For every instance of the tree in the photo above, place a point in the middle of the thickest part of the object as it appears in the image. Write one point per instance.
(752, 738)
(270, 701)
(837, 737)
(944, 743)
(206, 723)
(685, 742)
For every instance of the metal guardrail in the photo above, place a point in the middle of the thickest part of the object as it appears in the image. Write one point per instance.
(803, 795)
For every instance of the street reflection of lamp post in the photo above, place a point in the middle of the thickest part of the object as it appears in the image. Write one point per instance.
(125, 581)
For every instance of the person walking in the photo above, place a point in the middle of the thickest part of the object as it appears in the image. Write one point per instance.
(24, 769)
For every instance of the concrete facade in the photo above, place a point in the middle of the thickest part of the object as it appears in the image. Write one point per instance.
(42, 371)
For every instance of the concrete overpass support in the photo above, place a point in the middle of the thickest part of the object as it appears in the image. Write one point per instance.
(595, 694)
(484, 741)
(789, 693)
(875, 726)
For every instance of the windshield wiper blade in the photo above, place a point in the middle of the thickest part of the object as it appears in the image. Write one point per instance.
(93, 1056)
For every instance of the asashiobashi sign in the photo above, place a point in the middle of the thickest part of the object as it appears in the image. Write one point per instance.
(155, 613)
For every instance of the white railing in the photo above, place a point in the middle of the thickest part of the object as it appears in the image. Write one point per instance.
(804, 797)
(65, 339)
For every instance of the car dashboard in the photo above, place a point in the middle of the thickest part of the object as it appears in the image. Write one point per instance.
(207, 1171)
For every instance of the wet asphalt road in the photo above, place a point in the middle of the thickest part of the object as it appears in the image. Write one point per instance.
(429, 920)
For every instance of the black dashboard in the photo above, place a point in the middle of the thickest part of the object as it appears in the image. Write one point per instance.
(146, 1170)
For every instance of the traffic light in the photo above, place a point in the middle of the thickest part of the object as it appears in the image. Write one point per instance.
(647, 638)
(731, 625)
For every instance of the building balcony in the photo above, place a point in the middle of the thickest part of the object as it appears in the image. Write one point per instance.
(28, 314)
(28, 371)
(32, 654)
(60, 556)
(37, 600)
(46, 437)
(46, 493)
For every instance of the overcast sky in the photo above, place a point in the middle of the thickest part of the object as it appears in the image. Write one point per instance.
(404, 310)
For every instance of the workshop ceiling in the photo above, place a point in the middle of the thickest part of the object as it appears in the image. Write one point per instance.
---
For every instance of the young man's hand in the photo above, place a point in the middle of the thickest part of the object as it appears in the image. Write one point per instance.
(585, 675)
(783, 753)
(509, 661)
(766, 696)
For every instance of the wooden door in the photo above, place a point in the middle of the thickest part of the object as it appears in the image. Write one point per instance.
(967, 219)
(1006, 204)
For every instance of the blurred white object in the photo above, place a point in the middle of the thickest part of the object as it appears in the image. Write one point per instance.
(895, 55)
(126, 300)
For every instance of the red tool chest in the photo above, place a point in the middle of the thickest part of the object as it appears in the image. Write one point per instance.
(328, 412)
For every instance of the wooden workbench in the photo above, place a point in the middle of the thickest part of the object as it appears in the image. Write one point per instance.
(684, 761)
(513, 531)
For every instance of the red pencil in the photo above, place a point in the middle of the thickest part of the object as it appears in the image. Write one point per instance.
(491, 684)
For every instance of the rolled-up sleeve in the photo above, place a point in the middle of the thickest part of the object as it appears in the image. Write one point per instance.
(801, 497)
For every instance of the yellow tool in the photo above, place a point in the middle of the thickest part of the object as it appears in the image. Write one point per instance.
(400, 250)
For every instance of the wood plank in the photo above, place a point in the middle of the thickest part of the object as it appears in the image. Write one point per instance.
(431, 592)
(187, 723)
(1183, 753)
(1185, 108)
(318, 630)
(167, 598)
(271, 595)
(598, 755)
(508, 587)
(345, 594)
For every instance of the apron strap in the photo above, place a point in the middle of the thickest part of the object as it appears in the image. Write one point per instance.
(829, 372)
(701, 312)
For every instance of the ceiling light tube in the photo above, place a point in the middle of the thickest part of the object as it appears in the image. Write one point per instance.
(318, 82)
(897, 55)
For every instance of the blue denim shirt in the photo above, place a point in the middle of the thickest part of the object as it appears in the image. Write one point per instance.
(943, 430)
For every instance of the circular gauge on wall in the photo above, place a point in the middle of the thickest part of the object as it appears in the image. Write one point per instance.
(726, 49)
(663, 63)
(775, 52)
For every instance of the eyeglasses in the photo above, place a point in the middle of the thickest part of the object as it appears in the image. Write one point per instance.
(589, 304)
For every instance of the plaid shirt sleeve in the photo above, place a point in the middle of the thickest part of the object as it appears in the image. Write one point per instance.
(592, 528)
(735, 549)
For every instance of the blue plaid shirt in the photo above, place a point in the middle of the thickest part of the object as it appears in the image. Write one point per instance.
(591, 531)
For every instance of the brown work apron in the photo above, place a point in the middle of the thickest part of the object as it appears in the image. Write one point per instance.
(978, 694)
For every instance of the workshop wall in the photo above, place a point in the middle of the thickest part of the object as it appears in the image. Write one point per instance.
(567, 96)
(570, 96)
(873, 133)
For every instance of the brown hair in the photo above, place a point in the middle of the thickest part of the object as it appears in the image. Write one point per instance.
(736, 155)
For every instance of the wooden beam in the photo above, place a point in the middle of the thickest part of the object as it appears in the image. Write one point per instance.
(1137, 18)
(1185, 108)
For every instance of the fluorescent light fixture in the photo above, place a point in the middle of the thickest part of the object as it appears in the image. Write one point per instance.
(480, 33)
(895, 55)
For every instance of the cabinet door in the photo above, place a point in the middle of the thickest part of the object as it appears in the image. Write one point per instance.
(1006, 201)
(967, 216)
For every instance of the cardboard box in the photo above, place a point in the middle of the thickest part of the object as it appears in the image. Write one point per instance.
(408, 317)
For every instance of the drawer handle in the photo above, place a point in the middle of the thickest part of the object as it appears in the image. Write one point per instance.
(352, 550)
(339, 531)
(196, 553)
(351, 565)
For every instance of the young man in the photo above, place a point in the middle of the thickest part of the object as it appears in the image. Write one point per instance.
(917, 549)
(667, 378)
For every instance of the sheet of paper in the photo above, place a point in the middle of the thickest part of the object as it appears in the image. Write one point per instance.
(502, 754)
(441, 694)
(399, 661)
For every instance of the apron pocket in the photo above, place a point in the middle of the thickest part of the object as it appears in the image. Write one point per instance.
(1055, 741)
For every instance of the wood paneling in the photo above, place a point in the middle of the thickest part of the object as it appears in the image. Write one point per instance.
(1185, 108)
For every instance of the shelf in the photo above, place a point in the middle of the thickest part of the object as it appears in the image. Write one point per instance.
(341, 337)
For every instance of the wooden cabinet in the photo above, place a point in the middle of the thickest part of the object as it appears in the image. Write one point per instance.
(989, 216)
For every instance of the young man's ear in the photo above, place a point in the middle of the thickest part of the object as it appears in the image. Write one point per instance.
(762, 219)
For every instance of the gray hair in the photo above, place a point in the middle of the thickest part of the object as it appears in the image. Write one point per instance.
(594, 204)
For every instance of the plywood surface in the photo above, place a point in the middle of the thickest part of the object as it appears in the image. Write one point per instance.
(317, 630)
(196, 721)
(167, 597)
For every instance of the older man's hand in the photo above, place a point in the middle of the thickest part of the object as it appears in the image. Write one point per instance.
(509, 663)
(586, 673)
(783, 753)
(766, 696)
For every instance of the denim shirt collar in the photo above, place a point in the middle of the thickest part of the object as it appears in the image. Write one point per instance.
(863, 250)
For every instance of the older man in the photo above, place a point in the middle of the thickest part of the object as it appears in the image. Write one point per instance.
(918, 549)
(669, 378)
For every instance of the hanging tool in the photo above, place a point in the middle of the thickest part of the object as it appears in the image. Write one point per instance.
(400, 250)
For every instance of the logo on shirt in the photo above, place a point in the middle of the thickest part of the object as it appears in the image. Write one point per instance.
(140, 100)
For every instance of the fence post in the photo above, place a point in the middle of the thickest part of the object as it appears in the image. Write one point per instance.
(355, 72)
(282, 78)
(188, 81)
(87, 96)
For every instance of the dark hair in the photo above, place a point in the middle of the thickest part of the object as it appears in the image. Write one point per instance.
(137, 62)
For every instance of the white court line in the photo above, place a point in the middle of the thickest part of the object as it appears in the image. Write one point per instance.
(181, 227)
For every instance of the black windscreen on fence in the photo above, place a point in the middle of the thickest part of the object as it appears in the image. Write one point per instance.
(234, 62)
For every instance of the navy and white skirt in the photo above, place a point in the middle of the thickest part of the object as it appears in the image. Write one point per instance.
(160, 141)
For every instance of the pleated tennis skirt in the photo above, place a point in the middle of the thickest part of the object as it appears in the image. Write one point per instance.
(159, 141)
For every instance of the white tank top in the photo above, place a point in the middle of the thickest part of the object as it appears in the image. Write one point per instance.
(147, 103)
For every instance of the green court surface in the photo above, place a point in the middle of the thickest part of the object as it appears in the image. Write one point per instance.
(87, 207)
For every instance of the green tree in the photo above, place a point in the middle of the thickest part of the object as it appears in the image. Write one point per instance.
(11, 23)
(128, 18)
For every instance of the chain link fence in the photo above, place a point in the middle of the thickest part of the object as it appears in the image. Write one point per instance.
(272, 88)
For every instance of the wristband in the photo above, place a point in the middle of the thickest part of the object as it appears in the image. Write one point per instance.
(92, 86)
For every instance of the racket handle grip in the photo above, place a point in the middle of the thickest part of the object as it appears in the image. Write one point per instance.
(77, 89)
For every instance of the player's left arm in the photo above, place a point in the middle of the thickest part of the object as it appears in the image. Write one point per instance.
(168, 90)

■ **GOAL**:
Return every line of the items above that contains the word "black". Case counts.

■ **EXERCISE OUTPUT**:
For every instance of the black dashboard in the photo above, place a point in the middle of the thickest part of the object as it appears in the image. Write one point per instance.
For every instance of the black windscreen on fence in the photo above, place a point in the middle of the thickest part of the object as it appears in the image. Write one point per instance.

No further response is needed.